>> Start
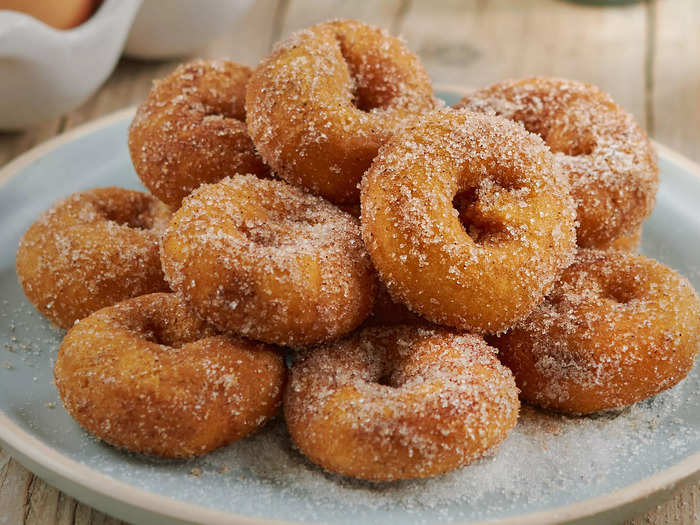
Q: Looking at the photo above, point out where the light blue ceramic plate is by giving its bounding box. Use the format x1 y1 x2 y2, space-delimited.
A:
0 90 700 524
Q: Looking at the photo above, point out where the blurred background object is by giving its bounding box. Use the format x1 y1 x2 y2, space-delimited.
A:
0 0 141 130
125 0 253 59
0 0 100 29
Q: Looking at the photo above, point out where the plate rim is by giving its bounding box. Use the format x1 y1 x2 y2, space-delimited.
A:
0 84 700 525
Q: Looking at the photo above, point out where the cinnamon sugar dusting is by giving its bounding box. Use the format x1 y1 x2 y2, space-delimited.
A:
162 175 375 346
285 326 519 480
455 77 659 248
362 110 575 333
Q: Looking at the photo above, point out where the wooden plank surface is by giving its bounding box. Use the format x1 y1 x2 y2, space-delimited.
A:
0 0 700 525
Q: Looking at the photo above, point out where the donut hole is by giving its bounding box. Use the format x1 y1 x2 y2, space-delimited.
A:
375 373 396 388
540 105 597 157
602 282 638 304
240 216 317 248
335 34 395 113
452 188 506 244
140 319 192 348
545 132 596 157
202 102 245 122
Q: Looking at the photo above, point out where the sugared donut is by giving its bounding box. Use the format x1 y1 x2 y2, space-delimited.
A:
129 60 269 208
456 77 659 249
600 226 642 252
492 250 700 414
362 110 575 333
284 326 519 481
162 175 375 346
17 188 170 328
246 20 436 203
365 282 429 326
54 293 286 457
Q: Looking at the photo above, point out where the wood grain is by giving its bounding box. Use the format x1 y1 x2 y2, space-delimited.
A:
0 0 700 525
398 0 648 123
650 0 700 162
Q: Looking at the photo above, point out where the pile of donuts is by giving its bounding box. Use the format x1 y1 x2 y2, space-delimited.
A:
17 20 700 481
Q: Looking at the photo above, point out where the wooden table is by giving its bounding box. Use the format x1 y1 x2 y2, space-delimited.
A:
0 0 700 525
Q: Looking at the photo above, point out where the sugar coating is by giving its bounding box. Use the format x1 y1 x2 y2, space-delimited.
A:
129 59 269 207
492 250 700 414
361 110 575 333
284 326 519 481
16 187 171 328
455 77 659 249
246 20 437 203
162 175 375 346
54 293 286 457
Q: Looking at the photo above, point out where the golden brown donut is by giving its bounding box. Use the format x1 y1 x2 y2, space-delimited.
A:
16 188 170 328
362 110 575 333
365 282 430 326
162 175 375 346
492 250 700 414
284 326 519 481
455 77 659 249
246 20 436 203
129 60 269 208
54 293 286 457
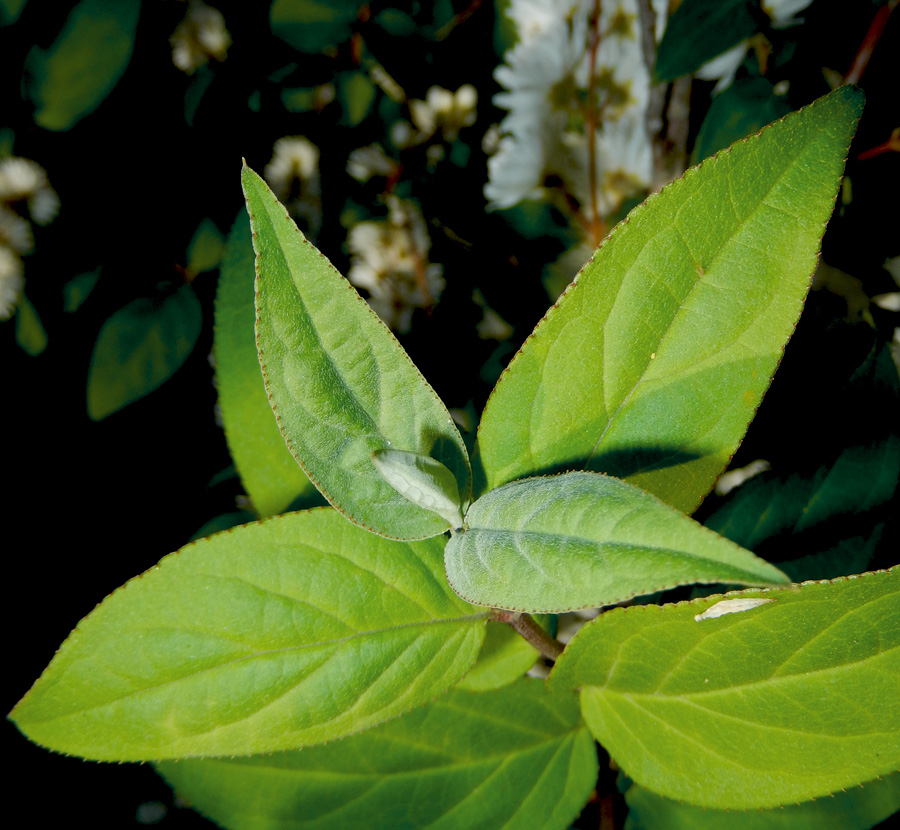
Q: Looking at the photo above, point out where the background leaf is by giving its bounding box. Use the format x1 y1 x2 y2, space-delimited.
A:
653 0 761 82
87 284 203 421
269 0 363 52
704 344 900 581
625 774 900 830
158 679 597 830
10 508 487 761
475 87 862 513
550 568 900 810
444 473 788 613
214 209 320 517
25 0 141 130
242 167 471 539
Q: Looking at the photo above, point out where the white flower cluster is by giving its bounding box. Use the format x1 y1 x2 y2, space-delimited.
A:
169 0 231 75
263 135 322 239
694 0 812 95
484 0 668 222
391 84 478 149
0 156 59 320
347 196 445 334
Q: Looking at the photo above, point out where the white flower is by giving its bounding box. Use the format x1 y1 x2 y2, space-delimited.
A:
403 84 478 146
263 135 322 238
484 0 667 220
0 202 34 254
169 0 231 75
0 244 25 320
0 156 59 225
347 196 445 333
347 144 397 182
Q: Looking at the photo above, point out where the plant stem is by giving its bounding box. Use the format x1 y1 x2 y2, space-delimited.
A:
491 608 565 660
>> End
Copy every record above word for word, including all the bounding boxes, and omit the pictures.

Q: Looking at the photo above, point out where the light blue ceramic plate is by giving its bounding box. Use the format x1 y1 x2 y2, space-delimited.
A:
0 90 700 524
Q: Looking at the photo above, point out where the blurred background object is by giving its bounding box. Use the format x1 y1 x2 y2, space-delimited.
A:
0 0 141 130
125 0 253 59
0 0 100 29
Q: Looking at the photo above, point out where the plate rim is by giving its bounding box. Use the format x1 y1 x2 y2, space-delimited.
A:
0 84 700 525
Q: Looking at the photo above, point out where the cinnamon sugar dusting is by giving its bounding box. Use the format x1 y1 x2 y2, space-delimited.
A:
162 175 375 346
285 326 519 480
455 77 659 248
362 110 575 333
Q: Looking at the photo above, point out where the wooden plank surface is by giving its bounding box. Use the format x1 y1 x2 y2, space-delimited.
A:
0 0 700 525
Q: Looking at the photo above, point out where the donut hole is by giving its bounding box. Use the format x1 y1 x2 y2, space-delimited.
A:
375 373 396 388
540 105 597 157
602 282 638 304
240 216 317 248
335 34 395 113
452 188 506 244
140 319 192 348
545 132 596 157
202 102 245 122
Q: Looking at the photo above, point out where the sugared donut is by giving its bounding box. Use the format x1 y1 x2 y2, space-delimited.
A:
129 60 269 208
456 77 659 249
600 226 642 252
492 250 700 414
362 110 575 333
284 326 519 481
162 175 375 346
17 188 170 328
246 20 436 203
365 282 429 326
54 293 286 457
Q: Looking at the photo above, point out where the wood grain is by giving its bounding box. Use the format x1 y1 x2 y2, space-delimited.
A:
0 0 700 525
398 0 648 123
650 0 700 162
Q: Looking at the photo above, point out where the pile of donuts is by giving its bounding box. Use the format x1 y1 x2 y2, space-delimited.
A:
17 20 700 481
Q: Looking at the photo above, point out where the wooden table is by giving its bounding box. Use the format x1 y1 x2 y2, space-delimited.
A:
0 0 700 525
Q: Looking at the photo above, point out where the sugar coating is by giving its bounding box. Use the format x1 y1 x2 y2, space-delimited.
A:
129 59 269 207
492 250 700 414
361 110 575 333
284 326 519 481
16 187 171 328
455 77 659 249
246 20 437 203
162 175 375 346
54 293 286 457
Q: Looking at the photo above, point out where the golden brown donut is by giving its bounding box. Use the format x1 y1 x2 y2, space-delimited.
A:
16 188 170 328
362 110 575 333
365 282 430 326
162 175 375 346
492 250 700 414
284 326 519 481
455 77 659 249
246 20 436 203
129 60 269 208
54 293 286 457
Q: Looking at the photo above, point out where the background leaf is by giving its bounding box. Use the format x1 y1 x2 y2, space-delimited.
A:
653 0 761 82
87 284 203 421
269 0 363 52
704 344 900 581
625 774 900 830
158 679 597 830
10 508 487 761
475 87 862 513
550 568 900 810
444 473 788 613
214 209 320 517
25 0 141 130
242 167 471 539
Q: Looking at the photo above, point out where the white flower cluster is by giving its bounding box. Use the format x1 y1 x2 y2, space-delimited.
A:
169 0 231 75
263 135 322 239
694 0 812 95
484 0 668 222
391 84 478 149
0 156 59 320
347 196 445 334
Q: Looking at the photo above, point out where the white flower is by giving its bounding box. Use the format x1 y1 x2 y2, space-delimited.
A:
403 84 478 146
263 135 322 238
484 0 667 220
0 202 34 254
169 0 231 75
0 244 25 320
0 156 59 225
347 196 445 333
347 144 397 182
Q: Looking at the photo above, point out where the plant stem is by giving its bounding box. Use the format x1 y1 x2 y2, space-delimited.
A:
491 608 565 660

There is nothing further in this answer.